Required work:
Without altering anything, repeat each of the records.

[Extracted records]
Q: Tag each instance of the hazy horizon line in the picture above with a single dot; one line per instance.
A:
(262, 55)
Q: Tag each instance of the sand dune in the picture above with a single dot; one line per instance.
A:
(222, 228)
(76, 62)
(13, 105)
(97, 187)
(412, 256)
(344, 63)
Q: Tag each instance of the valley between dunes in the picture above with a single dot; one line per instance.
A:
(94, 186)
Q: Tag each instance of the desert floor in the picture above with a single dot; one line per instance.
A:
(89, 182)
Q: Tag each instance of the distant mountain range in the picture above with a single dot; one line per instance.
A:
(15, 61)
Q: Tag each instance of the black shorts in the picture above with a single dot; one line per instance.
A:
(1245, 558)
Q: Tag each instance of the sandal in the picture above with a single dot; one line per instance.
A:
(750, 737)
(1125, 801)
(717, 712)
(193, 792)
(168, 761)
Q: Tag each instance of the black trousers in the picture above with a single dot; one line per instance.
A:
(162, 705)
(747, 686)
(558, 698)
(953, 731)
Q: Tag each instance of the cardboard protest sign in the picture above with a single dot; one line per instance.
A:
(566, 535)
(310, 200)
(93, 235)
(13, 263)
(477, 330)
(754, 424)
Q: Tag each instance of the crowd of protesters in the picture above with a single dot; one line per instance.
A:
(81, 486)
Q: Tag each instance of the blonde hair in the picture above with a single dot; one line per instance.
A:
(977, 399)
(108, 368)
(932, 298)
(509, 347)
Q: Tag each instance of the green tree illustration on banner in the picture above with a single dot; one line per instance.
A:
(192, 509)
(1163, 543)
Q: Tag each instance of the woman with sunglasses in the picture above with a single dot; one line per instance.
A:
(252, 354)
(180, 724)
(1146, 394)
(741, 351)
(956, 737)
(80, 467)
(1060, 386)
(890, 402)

Solution below:
Q: Tag each instance of the hazy horizon line in the picture above with a single dot; one line per instance.
A:
(262, 55)
Q: Tag each instance of the sand dune in the picture above with a single dot; one line per instance.
A:
(222, 228)
(76, 62)
(13, 105)
(97, 187)
(412, 256)
(344, 63)
Q: Tag each instance of the valley between dunes in the picture above with a single dot; one line per instance.
A:
(94, 186)
Q: Tag each instance of the desert floor in the picture above with a single dot; one line per instance.
A:
(89, 182)
Q: Tag each instance of the distant mountain range in the picture above with a single dot; one line per instance.
A:
(15, 61)
Q: Tag each instance of the black shorts in the picture above with a single dot; one line per instance.
A:
(1245, 558)
Q: Tag each instance of the sandal in the picture above with a single dot; one line per instance.
A:
(750, 737)
(1125, 801)
(717, 712)
(193, 792)
(168, 761)
Q: Tag each instance of the black trousers in the picture above with a single dot; one line per instance.
A:
(162, 705)
(747, 686)
(558, 698)
(953, 731)
Q: Tag each instance of the cardboard protest sign in the picture above with a single dot; one line per instance.
A:
(566, 535)
(310, 200)
(93, 235)
(13, 263)
(477, 330)
(754, 424)
Q: Tag each instance of the crowd of protesters in the picture above with a single dot; one line per instance.
A:
(81, 486)
Q: Tag each instance of the blonde hair in the picture above with a single dot; one line per instance.
A:
(977, 399)
(108, 368)
(932, 298)
(509, 347)
Q: Tag each instance of the green tree illustration on banner in the picture above with a single dot; one line per instance.
A:
(192, 509)
(1163, 543)
Q: Tag each instance of the woman with sunglasses in the picture above with a single dot; one line per instance.
A:
(252, 354)
(180, 724)
(1146, 394)
(741, 351)
(956, 737)
(80, 467)
(1060, 386)
(890, 402)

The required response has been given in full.